─── Rows ───

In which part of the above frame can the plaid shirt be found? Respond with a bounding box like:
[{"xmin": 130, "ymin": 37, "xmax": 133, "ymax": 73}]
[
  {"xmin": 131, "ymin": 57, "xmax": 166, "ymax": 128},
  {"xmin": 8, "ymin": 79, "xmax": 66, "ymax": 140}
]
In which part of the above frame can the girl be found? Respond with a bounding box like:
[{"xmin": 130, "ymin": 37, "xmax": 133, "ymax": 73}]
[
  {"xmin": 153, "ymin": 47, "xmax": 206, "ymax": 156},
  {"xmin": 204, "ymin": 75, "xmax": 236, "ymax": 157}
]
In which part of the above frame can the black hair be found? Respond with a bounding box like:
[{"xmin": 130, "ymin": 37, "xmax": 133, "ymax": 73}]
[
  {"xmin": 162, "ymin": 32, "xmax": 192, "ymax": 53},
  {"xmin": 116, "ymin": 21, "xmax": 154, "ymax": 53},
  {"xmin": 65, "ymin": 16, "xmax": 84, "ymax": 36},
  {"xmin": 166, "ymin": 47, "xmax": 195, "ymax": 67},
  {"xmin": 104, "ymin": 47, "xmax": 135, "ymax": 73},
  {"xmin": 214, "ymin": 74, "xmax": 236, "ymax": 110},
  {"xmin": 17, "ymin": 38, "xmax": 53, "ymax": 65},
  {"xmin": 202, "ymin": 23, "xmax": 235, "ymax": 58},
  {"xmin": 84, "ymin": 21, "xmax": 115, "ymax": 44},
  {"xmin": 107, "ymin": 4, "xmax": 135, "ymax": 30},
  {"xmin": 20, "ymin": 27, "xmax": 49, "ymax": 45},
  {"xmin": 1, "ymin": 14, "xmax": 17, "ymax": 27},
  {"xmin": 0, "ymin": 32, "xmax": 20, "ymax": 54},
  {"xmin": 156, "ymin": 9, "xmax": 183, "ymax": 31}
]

───

Written task. Lay out every line above as a Markdown table with two columns, Row and Line, numbering each row and leaving out blank lines.

Task solution.
| Row | Line |
|---|---|
| 1 | In which part of the above frame can the plaid shirt be found? Respond with a bounding box like: |
| 2 | [{"xmin": 130, "ymin": 37, "xmax": 133, "ymax": 73}] |
| 3 | [ |
| 4 |   {"xmin": 131, "ymin": 57, "xmax": 166, "ymax": 128}, |
| 5 |   {"xmin": 8, "ymin": 79, "xmax": 66, "ymax": 140} |
| 6 | ] |
| 7 | In which part of the above frame can the girl be found? Respond with a bounding box like: |
| 8 | [{"xmin": 130, "ymin": 37, "xmax": 133, "ymax": 73}] |
| 9 | [ |
| 10 |   {"xmin": 153, "ymin": 47, "xmax": 206, "ymax": 156}, |
| 11 |   {"xmin": 204, "ymin": 75, "xmax": 236, "ymax": 157} |
| 12 | ] |
| 13 | In which part of the above frame can the black hair be found? Respond with a bounding box like: |
| 14 | [{"xmin": 130, "ymin": 37, "xmax": 133, "ymax": 73}] |
| 15 | [ |
| 16 |   {"xmin": 162, "ymin": 32, "xmax": 192, "ymax": 53}, |
| 17 |   {"xmin": 116, "ymin": 21, "xmax": 154, "ymax": 53}, |
| 18 |   {"xmin": 65, "ymin": 16, "xmax": 84, "ymax": 36}, |
| 19 |   {"xmin": 166, "ymin": 47, "xmax": 195, "ymax": 67}, |
| 20 |   {"xmin": 104, "ymin": 47, "xmax": 135, "ymax": 73}, |
| 21 |   {"xmin": 214, "ymin": 74, "xmax": 236, "ymax": 110}, |
| 22 |   {"xmin": 17, "ymin": 38, "xmax": 53, "ymax": 65}, |
| 23 |   {"xmin": 202, "ymin": 23, "xmax": 235, "ymax": 58}, |
| 24 |   {"xmin": 84, "ymin": 21, "xmax": 115, "ymax": 44}, |
| 25 |   {"xmin": 107, "ymin": 4, "xmax": 135, "ymax": 30}, |
| 26 |   {"xmin": 20, "ymin": 27, "xmax": 49, "ymax": 45}, |
| 27 |   {"xmin": 1, "ymin": 14, "xmax": 17, "ymax": 27}, |
| 28 |   {"xmin": 0, "ymin": 32, "xmax": 20, "ymax": 54}, |
| 29 |   {"xmin": 156, "ymin": 9, "xmax": 183, "ymax": 31} |
| 30 | ] |